- _Supplied text_

--*--

He** no, this is not a good responsible breeder, She does NO genetic testing by admission!!! Keep looking and if you are on a very limited budget I highly suggest rescue. A dog from a reputable breeder can and should be $1000 +. These pups from responsible breeders are of course expensive, it costs a lot of money to do all the genetic testing that needs to be done, add on stud fees, vet care, and all the immense hard work involved in properly rearing and socializing a litter and $1000 begins to sound like a steal. Of course after you've invested in the pups original purchase price there's still hundreds of dollars in vaccinations, quality food, crates, bowls, toys, chewie stuff, collars and leads, enzymatic cleaners, etc. the list goes on and on, this is all if you're lucky enough (vigilant enough?) not to have any unforseen expenses such as sock consumption and subsequent emergency surgery, a fall, wierd skin conditions etc.


----------



## Lorina (Jul 1, 2006)

For starters, not doing any testing is a big red flag. She's been doing it for seven years? Big whoop. That's only about half the life span of a Shih Tzu. Her oldest pups are still young themselves. What about health problems that don't show until they're older?

And any good breeder loves to talk about their dogs. There wouldn't be one word answers to your questions. 

My vet personally recommends not having a pup health checked until it's been living with the new owner for about a week. There's a lot of problems that could be in the incubation stage and not show at 48 - 72 hours after taking ownership, like kennel cough, parvo, etc.

Where (generally speaking) are you located? Many of us have connections with rescues, and may be able to recommend one. Most rescue dogs are not fearful and snappy like the one you described. Many rescues would not even consider placing a dog with behavioral issues.

Also keep in mind that while a rescue might be located a little ways away from you, many have foster homes and volunteers spread throughout neighboring counties and states. What this means is that even if their headquarters aren't nearby, they may still be able to adopt to you. I'm from Pennsylvania and adopted a New York dog fostered in New Jersey. A friend of mine works with an Aussie rescue that does adoptions and transports all over the country. So just because there might not be a Shih Tzu listed in your town doesn't mean there isn't a great one just waiting for a wonderful, loving owner like you.


----------



## GreyhoundGirl (May 23, 2007)

GreyhoundGirl said:


> Check shih tzu rescue. They'll have rescues in your area, trust me. Dogs are so over populated that it won't even be difficult to find one that suits your lifestyle. Also, do you really need a purebred? Would you put into consideration a Shih tzu mix, or a small dog of unknown breed? Mixes make great pets, and they're generally even healthier then purebreds.
> 
> Try here: It's all small dogs needing homes. http://www.shihtzuandfurbabyrescue.com/


Sorry to quote myself but have you checked this out? Lots of adorable shih tzu and shih tzu mixes available.  I don't really know what aera you're in, but here are a few more sites...

--*--

- _Extracted records_
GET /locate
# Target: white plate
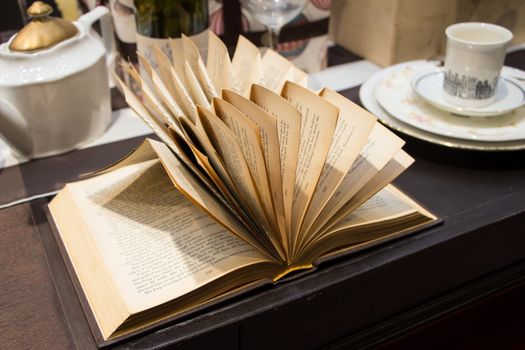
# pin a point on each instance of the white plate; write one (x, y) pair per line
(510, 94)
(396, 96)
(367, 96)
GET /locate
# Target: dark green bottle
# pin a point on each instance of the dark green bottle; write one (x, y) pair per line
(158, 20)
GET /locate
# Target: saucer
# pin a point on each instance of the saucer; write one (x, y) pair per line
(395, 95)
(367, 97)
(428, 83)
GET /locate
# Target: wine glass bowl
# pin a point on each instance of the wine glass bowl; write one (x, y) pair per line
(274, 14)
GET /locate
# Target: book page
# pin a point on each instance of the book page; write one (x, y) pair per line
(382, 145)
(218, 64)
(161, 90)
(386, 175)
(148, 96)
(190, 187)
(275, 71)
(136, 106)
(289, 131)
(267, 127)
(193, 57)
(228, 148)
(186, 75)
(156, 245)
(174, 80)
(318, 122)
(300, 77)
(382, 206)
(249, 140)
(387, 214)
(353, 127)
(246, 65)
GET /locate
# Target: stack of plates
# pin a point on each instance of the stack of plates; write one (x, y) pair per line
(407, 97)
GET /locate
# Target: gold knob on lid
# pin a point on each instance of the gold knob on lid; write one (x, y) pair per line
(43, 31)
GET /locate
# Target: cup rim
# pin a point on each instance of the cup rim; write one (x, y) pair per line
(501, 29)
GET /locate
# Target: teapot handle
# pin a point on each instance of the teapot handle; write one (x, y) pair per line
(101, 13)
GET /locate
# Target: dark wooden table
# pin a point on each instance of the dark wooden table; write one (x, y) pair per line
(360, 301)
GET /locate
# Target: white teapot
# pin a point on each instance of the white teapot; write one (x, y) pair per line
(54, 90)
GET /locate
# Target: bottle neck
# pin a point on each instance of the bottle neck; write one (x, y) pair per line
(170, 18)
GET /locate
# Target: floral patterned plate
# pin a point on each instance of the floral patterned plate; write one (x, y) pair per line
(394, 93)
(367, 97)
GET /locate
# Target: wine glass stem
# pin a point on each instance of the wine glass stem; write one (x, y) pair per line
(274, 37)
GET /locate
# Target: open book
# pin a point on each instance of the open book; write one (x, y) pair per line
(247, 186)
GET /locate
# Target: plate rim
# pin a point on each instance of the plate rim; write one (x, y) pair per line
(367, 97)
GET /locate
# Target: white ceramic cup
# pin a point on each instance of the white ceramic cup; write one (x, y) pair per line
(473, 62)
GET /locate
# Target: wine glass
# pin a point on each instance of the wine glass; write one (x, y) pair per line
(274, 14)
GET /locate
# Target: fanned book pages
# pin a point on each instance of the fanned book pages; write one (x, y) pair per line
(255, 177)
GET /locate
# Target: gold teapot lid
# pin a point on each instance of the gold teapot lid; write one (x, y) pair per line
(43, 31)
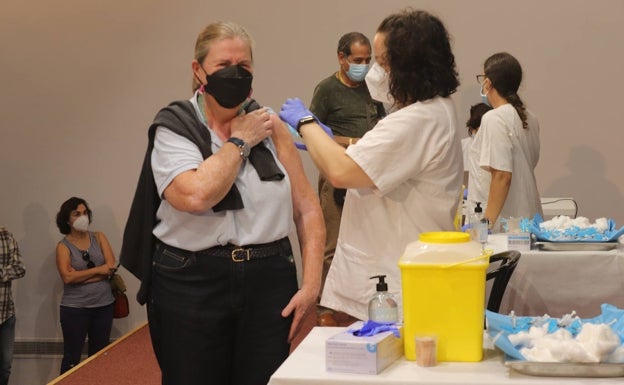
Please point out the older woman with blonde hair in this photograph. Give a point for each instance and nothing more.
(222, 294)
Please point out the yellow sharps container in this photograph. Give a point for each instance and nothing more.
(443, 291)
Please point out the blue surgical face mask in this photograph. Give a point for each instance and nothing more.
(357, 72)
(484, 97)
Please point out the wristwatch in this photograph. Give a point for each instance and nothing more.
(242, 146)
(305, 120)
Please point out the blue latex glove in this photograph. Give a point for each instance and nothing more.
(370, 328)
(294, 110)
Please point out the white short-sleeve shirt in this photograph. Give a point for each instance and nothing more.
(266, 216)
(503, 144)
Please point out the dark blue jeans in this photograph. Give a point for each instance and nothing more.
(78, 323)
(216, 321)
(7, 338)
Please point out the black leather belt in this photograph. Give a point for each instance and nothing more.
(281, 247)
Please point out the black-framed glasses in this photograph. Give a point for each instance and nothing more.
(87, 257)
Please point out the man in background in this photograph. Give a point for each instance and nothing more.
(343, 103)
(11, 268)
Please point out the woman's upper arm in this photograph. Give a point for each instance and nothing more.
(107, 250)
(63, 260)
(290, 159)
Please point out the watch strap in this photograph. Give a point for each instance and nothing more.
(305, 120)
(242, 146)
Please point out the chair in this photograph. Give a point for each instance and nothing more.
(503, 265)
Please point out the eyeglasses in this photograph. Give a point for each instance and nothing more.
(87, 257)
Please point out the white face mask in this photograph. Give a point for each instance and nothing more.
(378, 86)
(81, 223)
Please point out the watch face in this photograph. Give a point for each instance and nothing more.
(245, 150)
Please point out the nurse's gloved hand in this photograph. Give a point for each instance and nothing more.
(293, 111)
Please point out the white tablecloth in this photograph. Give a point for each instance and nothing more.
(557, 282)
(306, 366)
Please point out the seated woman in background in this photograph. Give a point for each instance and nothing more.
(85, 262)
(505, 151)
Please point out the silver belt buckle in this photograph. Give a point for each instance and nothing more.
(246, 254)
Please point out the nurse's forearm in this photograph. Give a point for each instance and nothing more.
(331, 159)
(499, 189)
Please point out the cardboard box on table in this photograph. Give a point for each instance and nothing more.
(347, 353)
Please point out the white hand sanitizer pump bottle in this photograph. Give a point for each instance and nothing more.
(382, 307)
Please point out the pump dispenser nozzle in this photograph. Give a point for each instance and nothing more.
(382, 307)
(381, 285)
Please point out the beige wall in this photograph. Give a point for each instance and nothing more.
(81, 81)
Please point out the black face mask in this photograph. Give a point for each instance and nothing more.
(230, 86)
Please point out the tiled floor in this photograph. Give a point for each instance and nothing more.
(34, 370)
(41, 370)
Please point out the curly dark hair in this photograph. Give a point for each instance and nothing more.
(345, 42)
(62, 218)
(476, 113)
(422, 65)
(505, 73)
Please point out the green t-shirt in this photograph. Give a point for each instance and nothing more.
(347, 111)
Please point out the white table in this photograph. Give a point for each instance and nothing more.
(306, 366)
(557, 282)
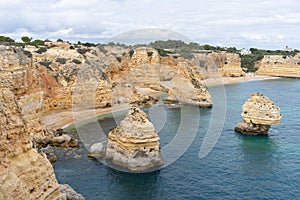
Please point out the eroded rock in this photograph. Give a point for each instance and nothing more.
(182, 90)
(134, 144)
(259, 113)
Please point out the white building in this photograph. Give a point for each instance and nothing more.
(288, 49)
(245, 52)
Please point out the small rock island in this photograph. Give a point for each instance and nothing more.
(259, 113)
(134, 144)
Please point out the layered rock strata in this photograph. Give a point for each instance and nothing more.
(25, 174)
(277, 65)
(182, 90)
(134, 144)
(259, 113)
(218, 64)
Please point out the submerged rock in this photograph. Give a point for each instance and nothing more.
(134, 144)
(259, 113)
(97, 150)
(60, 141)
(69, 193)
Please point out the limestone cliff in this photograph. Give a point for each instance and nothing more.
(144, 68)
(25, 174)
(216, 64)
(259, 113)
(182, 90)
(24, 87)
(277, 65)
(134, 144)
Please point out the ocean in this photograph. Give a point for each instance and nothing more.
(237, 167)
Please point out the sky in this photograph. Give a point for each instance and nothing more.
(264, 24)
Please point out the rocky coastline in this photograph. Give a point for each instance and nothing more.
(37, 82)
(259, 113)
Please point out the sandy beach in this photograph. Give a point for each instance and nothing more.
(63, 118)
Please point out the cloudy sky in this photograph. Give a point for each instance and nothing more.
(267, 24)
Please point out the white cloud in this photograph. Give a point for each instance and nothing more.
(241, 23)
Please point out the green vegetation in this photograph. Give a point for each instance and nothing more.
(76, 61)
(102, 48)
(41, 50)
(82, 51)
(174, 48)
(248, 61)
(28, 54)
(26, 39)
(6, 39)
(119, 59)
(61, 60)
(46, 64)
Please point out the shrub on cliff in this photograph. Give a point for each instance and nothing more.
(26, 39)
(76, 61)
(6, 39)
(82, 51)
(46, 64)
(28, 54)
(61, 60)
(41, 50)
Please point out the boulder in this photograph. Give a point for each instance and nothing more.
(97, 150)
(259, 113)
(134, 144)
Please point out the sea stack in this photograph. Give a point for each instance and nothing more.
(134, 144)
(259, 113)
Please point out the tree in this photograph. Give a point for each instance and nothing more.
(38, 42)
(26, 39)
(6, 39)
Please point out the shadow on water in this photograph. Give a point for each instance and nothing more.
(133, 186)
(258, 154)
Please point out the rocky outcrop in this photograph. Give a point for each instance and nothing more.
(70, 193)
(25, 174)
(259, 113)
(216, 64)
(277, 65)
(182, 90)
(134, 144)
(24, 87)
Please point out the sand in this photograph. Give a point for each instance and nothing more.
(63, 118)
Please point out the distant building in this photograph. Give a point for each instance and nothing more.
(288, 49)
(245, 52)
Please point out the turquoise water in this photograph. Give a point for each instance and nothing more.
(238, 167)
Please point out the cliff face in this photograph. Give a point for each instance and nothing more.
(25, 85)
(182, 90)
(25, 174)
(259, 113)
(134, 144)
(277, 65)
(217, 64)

--*--

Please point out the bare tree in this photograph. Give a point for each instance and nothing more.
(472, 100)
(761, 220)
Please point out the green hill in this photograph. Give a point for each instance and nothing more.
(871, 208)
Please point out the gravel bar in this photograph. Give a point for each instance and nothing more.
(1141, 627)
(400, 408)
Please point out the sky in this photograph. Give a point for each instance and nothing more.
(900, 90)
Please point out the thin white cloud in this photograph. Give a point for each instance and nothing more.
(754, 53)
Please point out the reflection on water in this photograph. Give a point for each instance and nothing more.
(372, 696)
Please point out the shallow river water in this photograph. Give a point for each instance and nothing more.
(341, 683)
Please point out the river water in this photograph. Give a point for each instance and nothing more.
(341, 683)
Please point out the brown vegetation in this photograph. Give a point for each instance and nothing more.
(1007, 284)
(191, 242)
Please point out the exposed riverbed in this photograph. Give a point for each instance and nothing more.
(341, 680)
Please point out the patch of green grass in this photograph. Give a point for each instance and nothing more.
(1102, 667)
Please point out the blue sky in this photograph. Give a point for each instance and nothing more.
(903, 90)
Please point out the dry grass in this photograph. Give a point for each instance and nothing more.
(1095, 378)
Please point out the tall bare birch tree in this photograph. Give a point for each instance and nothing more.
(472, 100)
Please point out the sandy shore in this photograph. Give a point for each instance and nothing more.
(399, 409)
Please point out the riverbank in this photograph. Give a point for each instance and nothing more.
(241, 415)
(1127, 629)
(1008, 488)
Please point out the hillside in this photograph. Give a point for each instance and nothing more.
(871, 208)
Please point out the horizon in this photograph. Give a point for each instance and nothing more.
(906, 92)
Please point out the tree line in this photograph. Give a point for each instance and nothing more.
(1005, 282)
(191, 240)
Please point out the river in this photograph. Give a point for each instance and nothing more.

--*--

- _Your task_
Continue the forum thread on Shih Tzu breeders and rescue, starting right after its last sentence. None of the entries are needed here.

- _Response for this exercise_
The already-mentioned shih tzu fur baby rescue: http://www.shihtzuandfurbabyrescue.com/


Small breed rescue: http://www.smalldogrescue.org/availabledogs/

small dogs big hearts: http://www.sbret.com/rescues.htm
(My opinion doesn't really matter about this... but who thinks Pearl is the cutest thing ever?!  )


----------



## Durbkat (Jun 26, 2007)

Lorina, I live in KY.


----------



## BoxMeIn21 (Apr 10, 2007)

Yep she's a backyard breeder...A responsible breeder would gladly show you results from the health testing and thank you for asking. Keep looking.


----------



## blackrose (Oct 7, 2006)

Durbkat, I PM'd you.  Hopefully that helps!


----------



## Durbkat (Jun 26, 2007)

Thanks for the link, but those are double coated shih tzus and I don't think I could afford the grooming bills.


----------



## blackrose (Oct 7, 2006)

Durbkat said:


> Thanks for the link, but those are double coated shih tzus and I don't think I could afford the grooming bills.


 I PM'd you again, but I'll post my reply here as well.

The dogs in the pictures on the website had long hair because they are show dogs and that is the clip needed for a show. Pet dogs are often clipped down to lower the need of having to brush the coat out so often.
After doing a bit of research, I was wrong in telling you that Shih Tzu's aren't a double coated breed. However, a double coat or not, it won't matter if you get your Shih Tzu groomed. Here is a quote from the breed standard:


> Coat
> Coat - Luxurious, double-coated, dense, long, and flowing. Slight wave permissible. Hair on top of head is tied up. Fault: Sparse coat, single coat, curly coat. Trimming - Feet, bottom of coat, and anus may be done for neatness and to facilitate movement. Fault: Excessive trimming.


----------



## Haidden (Apr 2, 2007)

Also when were those pictures taken? It seems like she had cut off part of the date so it wouldnt show. Those shihtzu look big to be just 5 weeks old.. When i got mine at 8 weeks he was probably that same size. 

Here is a picture of my shihtzu at 8 weeks...










and yes they are double coated. My shihtzu is black / brindle with a light undercoat


.


----------



## Durbkat (Jun 26, 2007)

Huh, the dates aren't cut off, I can see the whole date. I believe the pics were taken this month.

Well great news! I found a better breeder. I sent her an email and here is her response which really made me think she was a fantastic breeder.


> HI Micheal,
> Well, I would tell you alot more than just price, is this for a pet?
> Have you had a shih tzu before? Do you have small children at home? That would help me know what you are wanting and needing to fit your lifestyle, and if you have any preferences you like or dislike?
> Where are you located? We are in Shelbyville, Ky, between Louisville and Lexington.
> ...


I really liked the fact that she has the health guarantee and test the lines and that she would be willing to work with me on the price. So what do you guys think, is she a keeper?


----------



## blackrose (Oct 7, 2006)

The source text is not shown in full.